Dataset rows:
· · · · ·

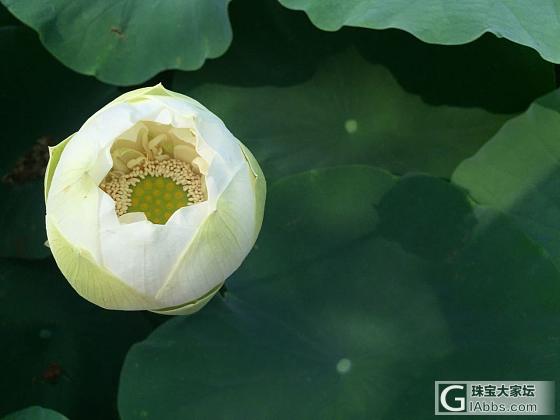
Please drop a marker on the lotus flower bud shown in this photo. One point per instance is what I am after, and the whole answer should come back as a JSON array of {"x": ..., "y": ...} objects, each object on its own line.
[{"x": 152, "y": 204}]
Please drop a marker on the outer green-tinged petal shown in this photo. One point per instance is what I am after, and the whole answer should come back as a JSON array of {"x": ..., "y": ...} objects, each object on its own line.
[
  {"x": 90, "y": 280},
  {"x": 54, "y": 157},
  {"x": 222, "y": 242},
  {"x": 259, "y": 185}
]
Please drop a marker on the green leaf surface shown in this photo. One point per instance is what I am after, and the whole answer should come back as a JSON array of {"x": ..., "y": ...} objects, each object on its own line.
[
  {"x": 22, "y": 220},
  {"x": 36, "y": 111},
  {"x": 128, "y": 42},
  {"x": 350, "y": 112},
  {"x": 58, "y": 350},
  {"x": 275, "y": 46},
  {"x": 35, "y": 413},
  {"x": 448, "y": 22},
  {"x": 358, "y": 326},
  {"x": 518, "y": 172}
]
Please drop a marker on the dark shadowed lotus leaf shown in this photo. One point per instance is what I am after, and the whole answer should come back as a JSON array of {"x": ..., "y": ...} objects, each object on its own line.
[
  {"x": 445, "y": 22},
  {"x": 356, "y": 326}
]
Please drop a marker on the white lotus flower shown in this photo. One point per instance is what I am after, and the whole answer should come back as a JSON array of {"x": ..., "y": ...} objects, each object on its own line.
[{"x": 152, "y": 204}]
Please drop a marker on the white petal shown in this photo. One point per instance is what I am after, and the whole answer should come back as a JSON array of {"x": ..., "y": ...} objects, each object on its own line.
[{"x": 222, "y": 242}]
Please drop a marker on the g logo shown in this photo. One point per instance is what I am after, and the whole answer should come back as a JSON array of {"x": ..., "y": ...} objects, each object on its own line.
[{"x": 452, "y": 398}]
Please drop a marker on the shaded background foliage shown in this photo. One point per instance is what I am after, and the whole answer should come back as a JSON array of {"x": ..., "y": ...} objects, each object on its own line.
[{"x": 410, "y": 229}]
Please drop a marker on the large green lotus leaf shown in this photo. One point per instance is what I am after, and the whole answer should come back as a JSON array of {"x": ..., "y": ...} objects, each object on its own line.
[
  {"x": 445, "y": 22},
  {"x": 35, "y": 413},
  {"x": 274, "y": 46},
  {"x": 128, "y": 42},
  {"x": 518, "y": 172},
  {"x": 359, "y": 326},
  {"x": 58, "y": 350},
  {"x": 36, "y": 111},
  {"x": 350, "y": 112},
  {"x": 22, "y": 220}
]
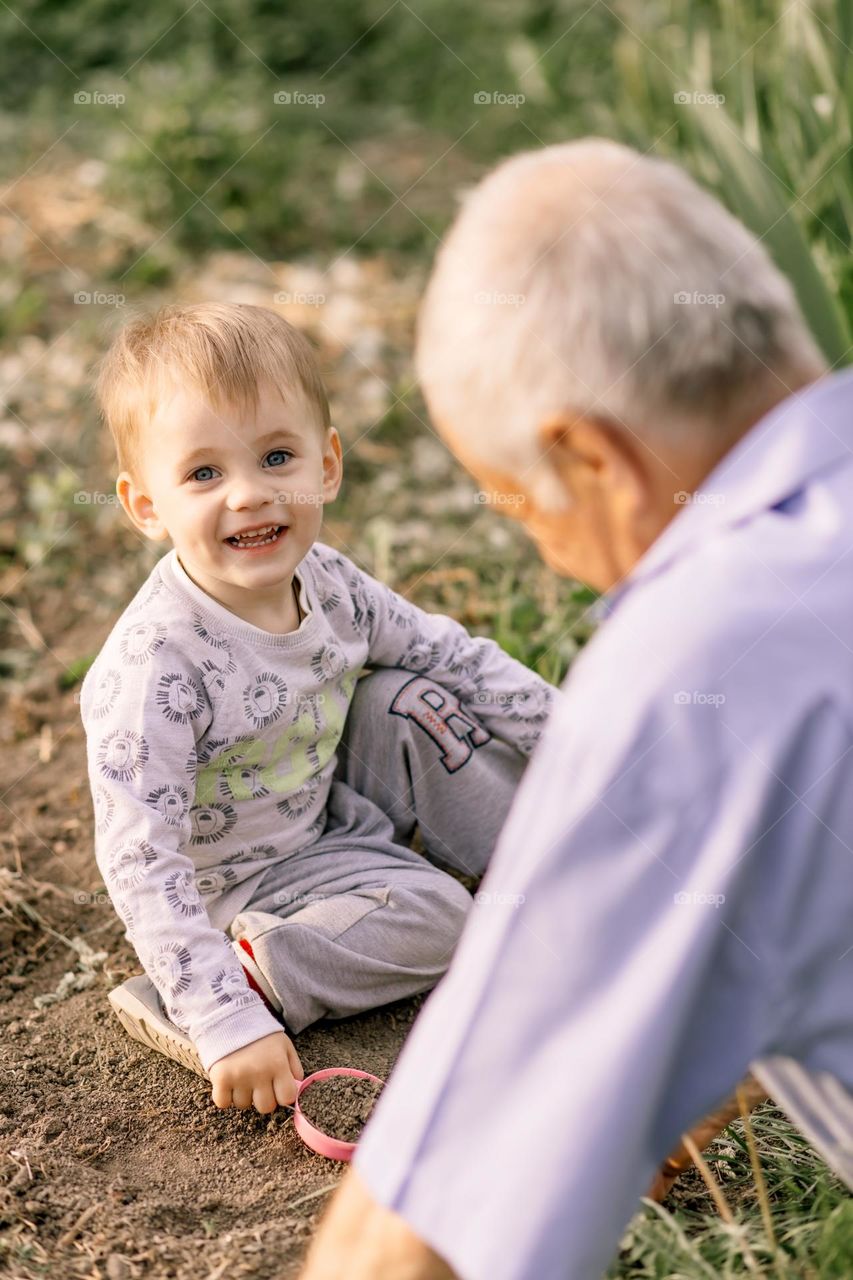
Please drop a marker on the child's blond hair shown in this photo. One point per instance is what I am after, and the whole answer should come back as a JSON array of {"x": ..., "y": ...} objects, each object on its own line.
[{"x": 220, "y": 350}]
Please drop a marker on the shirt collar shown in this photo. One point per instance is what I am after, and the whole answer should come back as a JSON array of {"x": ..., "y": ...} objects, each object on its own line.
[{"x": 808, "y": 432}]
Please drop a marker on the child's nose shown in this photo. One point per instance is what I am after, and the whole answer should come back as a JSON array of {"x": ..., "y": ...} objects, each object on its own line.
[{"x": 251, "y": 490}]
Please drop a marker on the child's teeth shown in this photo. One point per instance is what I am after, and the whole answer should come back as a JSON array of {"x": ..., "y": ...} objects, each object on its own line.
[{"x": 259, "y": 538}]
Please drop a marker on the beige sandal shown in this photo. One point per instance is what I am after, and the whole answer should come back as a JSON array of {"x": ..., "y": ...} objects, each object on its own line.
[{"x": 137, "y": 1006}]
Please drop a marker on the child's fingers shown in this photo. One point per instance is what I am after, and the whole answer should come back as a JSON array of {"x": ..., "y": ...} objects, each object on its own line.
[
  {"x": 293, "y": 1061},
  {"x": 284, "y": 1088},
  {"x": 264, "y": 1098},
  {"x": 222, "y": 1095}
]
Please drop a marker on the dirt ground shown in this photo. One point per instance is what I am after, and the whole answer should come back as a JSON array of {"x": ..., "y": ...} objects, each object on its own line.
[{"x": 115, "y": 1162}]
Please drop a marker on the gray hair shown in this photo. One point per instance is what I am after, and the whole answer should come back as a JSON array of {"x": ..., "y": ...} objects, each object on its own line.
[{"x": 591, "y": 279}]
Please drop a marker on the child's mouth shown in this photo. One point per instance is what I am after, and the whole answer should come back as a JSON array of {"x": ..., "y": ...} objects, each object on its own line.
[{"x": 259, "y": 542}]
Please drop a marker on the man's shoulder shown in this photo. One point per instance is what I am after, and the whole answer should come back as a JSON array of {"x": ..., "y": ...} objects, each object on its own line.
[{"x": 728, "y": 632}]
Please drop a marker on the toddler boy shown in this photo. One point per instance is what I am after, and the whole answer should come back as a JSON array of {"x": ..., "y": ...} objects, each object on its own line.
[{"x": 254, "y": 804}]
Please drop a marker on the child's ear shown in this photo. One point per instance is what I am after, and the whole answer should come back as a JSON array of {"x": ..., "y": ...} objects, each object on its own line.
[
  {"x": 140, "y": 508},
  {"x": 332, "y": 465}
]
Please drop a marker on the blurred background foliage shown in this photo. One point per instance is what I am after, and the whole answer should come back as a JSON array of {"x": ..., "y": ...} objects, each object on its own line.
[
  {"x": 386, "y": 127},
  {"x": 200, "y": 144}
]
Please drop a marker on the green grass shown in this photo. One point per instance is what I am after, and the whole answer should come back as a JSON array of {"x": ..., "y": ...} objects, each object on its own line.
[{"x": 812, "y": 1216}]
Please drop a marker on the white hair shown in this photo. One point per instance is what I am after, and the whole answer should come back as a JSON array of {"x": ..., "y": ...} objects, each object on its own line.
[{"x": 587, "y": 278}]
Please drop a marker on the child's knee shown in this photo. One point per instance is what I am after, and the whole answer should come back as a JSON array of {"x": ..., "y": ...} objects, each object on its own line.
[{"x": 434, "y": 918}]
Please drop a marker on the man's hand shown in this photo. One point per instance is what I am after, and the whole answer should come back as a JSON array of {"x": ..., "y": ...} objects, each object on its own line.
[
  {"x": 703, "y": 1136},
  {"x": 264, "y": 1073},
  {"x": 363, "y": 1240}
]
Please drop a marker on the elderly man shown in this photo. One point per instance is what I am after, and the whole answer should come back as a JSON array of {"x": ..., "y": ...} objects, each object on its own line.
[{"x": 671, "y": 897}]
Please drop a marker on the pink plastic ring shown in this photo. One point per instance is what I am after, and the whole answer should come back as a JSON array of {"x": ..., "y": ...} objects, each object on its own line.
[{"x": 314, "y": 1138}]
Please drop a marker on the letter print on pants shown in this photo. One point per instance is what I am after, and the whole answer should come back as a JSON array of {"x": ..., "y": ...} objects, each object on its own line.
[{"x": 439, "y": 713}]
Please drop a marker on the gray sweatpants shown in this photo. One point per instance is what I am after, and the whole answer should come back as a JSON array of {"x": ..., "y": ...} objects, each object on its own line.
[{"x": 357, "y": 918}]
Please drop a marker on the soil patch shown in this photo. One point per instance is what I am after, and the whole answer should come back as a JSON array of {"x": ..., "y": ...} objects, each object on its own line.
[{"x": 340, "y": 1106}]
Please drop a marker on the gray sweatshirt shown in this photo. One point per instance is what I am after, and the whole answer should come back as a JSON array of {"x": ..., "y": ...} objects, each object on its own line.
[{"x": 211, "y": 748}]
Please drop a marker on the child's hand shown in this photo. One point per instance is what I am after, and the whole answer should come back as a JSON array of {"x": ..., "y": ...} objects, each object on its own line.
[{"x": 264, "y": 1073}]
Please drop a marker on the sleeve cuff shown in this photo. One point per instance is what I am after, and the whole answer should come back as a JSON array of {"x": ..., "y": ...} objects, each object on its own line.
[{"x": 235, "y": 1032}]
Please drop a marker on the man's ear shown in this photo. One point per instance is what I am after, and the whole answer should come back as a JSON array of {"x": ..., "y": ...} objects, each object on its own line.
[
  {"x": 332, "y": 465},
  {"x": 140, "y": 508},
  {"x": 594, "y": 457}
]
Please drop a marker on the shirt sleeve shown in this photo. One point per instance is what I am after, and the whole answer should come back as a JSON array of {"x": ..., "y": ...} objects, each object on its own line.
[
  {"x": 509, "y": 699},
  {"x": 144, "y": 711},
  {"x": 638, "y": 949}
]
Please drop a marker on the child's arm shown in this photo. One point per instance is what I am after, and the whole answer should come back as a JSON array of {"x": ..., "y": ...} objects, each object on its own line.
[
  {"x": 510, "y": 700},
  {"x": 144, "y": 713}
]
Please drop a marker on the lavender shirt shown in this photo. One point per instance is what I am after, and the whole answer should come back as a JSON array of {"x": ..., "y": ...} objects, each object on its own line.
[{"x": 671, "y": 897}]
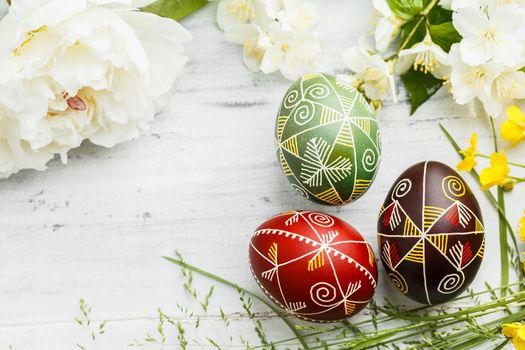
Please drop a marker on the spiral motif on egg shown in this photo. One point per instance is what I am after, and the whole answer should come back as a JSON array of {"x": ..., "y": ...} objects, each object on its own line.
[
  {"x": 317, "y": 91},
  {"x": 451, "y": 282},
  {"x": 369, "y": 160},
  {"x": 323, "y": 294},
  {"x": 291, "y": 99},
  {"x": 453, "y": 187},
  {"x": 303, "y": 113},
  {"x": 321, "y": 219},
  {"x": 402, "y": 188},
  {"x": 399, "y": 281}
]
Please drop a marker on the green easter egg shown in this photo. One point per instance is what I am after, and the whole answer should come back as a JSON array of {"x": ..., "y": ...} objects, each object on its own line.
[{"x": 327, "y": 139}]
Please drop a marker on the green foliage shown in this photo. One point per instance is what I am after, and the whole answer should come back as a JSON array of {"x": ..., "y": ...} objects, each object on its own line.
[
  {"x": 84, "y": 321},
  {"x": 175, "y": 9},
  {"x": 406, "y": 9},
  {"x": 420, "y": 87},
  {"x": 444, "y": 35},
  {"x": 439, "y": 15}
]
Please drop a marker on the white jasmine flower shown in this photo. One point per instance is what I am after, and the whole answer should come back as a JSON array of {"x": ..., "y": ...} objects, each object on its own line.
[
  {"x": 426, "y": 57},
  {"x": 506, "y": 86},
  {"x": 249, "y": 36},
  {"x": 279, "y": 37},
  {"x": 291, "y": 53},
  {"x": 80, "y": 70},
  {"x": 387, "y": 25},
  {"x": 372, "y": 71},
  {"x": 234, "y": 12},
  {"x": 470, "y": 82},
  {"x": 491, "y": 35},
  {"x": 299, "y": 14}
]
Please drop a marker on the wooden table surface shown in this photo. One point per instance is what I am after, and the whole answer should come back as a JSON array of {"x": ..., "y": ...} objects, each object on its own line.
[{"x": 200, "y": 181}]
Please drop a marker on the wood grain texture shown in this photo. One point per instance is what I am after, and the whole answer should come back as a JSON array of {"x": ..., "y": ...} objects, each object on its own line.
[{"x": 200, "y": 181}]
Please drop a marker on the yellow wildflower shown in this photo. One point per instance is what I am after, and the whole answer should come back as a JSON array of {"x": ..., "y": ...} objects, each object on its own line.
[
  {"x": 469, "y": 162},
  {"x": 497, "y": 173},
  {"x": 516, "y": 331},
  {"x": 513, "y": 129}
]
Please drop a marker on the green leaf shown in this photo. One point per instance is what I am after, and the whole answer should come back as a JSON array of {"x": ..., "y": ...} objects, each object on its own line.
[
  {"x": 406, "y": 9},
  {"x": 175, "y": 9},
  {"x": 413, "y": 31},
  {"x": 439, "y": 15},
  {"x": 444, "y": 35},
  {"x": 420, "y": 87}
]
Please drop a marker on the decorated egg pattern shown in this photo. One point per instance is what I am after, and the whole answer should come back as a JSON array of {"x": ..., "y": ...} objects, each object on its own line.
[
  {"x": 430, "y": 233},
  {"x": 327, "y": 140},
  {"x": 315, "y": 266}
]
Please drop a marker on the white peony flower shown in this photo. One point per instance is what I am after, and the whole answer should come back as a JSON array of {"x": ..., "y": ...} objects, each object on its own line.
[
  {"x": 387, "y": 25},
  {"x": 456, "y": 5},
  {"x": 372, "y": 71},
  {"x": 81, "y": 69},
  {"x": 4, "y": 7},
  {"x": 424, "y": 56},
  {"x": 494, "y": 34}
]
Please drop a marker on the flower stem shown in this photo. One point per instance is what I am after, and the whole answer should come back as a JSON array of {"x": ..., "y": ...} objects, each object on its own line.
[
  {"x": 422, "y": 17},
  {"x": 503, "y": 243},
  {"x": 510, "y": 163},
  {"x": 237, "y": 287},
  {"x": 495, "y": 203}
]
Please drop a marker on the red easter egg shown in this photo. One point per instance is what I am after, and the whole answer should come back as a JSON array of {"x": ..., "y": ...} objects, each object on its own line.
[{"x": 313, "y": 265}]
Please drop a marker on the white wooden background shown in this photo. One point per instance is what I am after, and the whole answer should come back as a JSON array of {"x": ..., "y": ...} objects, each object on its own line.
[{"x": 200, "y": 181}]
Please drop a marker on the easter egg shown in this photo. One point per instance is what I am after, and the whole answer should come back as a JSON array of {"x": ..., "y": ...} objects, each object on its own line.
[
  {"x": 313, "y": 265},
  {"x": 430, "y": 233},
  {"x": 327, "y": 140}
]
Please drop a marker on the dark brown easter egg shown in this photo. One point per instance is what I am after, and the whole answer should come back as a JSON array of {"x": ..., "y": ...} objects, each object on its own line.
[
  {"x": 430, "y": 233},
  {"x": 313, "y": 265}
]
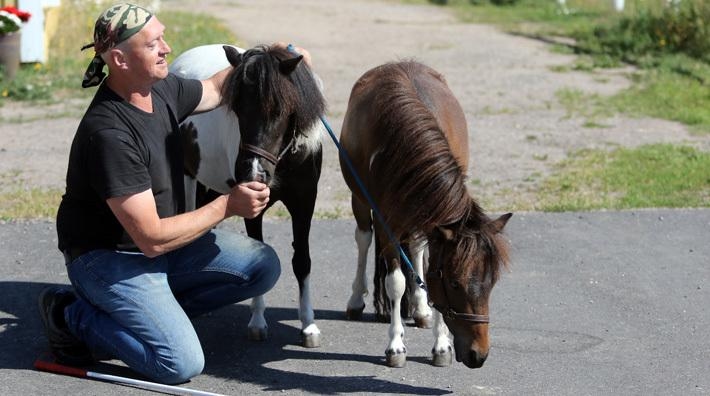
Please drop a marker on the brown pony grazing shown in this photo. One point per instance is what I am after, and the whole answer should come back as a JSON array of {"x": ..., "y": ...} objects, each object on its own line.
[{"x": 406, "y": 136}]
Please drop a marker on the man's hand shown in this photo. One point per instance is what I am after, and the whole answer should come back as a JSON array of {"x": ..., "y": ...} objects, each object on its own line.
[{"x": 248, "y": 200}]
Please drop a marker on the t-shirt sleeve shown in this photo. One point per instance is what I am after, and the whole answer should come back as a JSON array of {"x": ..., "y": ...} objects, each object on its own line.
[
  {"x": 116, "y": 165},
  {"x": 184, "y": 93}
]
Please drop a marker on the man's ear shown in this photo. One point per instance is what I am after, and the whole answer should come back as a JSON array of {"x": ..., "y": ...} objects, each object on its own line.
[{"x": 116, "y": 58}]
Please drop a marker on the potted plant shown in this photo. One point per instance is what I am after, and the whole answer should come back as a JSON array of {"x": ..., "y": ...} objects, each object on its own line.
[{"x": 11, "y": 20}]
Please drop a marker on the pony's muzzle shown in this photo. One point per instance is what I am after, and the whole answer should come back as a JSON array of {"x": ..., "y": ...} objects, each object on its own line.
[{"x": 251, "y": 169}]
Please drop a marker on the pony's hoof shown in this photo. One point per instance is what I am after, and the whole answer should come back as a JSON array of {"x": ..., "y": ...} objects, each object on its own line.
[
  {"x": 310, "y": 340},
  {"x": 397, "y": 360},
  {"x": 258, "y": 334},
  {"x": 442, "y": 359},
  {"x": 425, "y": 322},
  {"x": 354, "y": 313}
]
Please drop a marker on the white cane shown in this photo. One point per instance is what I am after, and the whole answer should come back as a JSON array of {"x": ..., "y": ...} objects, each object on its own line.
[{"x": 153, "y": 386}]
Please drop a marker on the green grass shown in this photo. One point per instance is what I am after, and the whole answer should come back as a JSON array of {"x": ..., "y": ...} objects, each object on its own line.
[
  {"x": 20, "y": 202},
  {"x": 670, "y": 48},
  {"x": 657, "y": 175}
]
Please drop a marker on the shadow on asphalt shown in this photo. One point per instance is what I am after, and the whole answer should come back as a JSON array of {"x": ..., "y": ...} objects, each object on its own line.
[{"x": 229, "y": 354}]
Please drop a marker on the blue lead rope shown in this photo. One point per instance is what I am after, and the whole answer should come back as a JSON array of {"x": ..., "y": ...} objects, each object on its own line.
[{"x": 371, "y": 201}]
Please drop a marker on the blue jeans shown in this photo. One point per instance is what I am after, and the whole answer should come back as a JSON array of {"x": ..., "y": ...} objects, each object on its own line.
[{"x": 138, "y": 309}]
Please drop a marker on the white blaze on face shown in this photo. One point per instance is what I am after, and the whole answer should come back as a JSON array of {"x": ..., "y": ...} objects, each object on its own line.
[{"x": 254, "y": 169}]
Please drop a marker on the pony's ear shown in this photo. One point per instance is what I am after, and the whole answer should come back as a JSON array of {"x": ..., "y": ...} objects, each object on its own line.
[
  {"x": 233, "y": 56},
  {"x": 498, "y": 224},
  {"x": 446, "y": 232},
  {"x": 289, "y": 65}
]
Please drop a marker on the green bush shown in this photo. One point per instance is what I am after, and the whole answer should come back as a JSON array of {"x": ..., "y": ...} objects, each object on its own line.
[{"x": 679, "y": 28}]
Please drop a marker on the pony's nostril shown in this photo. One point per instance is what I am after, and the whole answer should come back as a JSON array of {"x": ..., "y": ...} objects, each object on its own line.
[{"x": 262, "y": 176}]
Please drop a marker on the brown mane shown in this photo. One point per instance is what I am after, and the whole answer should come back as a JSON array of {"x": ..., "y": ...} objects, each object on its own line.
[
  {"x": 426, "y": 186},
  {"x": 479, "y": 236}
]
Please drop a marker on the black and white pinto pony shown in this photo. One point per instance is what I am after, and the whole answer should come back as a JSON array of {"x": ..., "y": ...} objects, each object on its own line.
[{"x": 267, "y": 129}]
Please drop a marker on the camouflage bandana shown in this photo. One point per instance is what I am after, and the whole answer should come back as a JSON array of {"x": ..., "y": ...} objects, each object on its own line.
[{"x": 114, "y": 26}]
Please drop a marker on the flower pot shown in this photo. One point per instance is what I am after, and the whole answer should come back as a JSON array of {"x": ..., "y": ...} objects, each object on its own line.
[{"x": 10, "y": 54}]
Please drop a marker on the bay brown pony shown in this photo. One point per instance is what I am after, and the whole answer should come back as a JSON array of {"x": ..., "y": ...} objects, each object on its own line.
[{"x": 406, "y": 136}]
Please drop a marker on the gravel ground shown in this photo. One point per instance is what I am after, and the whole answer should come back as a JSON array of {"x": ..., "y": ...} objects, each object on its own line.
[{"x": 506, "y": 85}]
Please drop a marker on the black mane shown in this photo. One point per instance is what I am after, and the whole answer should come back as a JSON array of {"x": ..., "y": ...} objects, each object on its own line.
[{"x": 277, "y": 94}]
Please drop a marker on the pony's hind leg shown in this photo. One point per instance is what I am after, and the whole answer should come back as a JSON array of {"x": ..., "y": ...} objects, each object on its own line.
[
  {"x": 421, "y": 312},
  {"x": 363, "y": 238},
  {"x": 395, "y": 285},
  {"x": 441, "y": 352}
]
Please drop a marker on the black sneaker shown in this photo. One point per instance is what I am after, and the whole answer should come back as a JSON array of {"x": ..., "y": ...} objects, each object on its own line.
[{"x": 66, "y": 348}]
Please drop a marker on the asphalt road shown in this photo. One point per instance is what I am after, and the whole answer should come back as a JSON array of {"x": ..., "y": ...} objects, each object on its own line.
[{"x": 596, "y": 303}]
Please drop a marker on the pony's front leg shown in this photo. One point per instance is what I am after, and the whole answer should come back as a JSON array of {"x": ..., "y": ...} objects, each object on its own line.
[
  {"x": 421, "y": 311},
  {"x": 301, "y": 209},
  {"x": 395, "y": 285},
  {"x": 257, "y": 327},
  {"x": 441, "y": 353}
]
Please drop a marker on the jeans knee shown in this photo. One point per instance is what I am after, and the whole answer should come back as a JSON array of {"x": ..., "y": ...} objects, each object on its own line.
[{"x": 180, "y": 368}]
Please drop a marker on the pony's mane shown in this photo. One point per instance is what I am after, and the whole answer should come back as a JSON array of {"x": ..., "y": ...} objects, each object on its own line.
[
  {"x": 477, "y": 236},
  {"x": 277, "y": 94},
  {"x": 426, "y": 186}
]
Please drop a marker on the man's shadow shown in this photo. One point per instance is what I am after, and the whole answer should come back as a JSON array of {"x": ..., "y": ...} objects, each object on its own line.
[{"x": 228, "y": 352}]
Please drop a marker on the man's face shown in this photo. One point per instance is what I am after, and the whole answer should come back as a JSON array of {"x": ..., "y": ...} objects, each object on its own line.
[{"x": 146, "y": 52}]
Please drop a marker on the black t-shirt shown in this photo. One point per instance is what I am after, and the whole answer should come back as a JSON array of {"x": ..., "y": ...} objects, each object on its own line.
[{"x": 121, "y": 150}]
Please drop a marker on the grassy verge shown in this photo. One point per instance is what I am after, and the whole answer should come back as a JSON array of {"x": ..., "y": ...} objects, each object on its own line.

· · · · ·

To do.
Starting at the line that contains "Please drop a marker on the man's face", write out every line to the end of the entries, exactly as given.

Correct result.
Please drop a marker on the man's face shown in this photo. One point per instance is what I am after, and the whole answer should come back as a JSON array of {"x": ..., "y": ...} objects, each object on its own line.
[{"x": 146, "y": 52}]
Please drop a marker on the black t-shirt shown in this photo. One point per instance is what I am after, and the whole answer should come back as a JSON array of {"x": ..., "y": ...} objects, each object on its own line.
[{"x": 121, "y": 150}]
Please drop a marker on the grassy verge shown in this photo. One point per instance is what I am after, and the whole answer should come back as a JSON array of {"x": ..., "y": ...} objects, each object on its own line.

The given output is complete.